## What you are asked to do
List every line of the data below that contains the word "reflection", matching case exactly.

## Items
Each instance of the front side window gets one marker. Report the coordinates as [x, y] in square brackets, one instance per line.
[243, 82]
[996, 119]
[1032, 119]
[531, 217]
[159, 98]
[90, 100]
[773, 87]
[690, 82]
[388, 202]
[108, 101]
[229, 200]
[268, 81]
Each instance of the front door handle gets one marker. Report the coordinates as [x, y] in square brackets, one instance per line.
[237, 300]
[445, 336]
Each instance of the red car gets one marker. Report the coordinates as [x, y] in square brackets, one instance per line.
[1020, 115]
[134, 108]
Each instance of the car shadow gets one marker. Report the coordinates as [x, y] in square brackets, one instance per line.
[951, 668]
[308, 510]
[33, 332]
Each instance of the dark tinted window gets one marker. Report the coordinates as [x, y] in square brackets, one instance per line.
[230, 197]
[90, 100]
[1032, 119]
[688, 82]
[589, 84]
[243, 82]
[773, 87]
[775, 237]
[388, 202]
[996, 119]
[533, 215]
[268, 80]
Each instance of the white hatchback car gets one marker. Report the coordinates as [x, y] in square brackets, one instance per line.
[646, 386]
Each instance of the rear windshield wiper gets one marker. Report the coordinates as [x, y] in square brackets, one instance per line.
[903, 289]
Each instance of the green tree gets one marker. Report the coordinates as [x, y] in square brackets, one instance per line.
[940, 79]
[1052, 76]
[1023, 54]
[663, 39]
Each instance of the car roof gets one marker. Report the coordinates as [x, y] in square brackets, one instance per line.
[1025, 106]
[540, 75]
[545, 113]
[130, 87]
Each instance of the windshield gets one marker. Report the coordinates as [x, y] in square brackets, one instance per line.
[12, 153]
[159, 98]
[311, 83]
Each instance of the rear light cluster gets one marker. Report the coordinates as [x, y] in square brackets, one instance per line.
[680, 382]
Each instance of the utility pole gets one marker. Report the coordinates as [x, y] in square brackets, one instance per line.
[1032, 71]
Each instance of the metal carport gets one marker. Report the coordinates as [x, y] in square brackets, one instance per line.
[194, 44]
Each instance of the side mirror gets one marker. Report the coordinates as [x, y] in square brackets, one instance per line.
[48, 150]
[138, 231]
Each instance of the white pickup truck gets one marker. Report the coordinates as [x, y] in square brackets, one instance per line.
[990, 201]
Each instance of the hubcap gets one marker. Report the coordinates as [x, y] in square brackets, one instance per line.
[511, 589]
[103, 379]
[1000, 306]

==

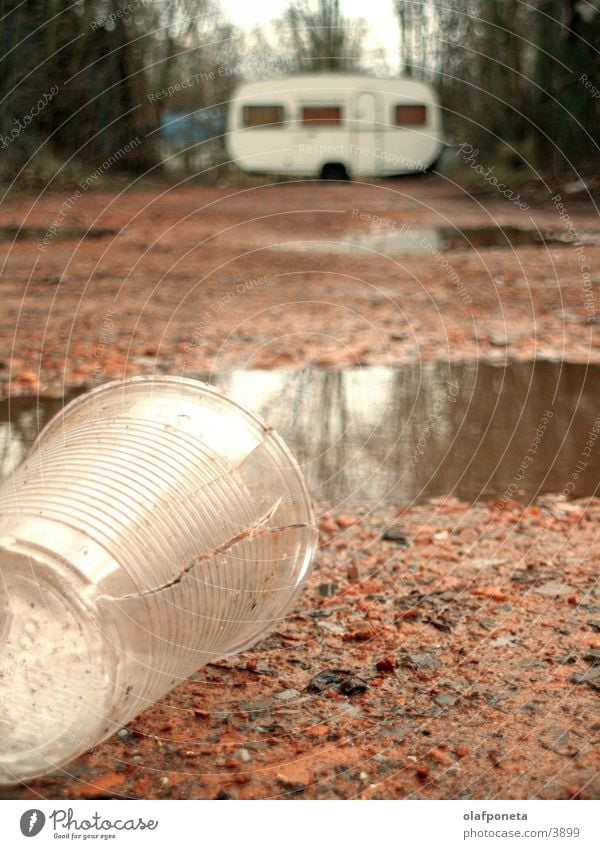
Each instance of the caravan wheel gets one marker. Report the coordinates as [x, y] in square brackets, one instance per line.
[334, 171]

...

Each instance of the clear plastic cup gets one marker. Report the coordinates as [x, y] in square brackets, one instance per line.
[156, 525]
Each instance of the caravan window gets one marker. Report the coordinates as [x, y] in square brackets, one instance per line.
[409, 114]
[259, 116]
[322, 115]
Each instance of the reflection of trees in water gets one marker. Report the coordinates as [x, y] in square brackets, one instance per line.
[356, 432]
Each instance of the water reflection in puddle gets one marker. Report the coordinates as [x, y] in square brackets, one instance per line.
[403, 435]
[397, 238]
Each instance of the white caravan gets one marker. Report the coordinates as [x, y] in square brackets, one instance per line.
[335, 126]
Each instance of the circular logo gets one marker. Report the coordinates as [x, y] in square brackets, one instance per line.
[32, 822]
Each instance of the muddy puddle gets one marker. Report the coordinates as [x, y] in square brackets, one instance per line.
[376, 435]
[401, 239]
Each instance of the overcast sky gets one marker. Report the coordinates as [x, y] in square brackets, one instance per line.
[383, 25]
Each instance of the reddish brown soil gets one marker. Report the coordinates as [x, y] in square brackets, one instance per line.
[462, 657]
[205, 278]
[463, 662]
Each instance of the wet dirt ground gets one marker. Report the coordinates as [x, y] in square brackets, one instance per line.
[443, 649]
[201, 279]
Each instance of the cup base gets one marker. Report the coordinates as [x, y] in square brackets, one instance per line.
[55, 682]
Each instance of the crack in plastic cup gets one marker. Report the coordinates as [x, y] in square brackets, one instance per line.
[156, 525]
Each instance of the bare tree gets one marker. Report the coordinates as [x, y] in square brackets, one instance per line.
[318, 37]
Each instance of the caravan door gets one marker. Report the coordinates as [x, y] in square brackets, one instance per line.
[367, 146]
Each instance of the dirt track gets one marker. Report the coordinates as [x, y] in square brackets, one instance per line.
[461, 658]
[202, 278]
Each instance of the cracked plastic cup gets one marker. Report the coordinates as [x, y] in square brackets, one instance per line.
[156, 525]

## Answer for this exercise
Each instance of the reflection of trees in water gets one marker. Report the coordinates as [x, y] in square brackets, one instance per line.
Each instance of the water reflection in puddle gets one marker. Report the coordinates as [x, y] in square brackets, one instance per line.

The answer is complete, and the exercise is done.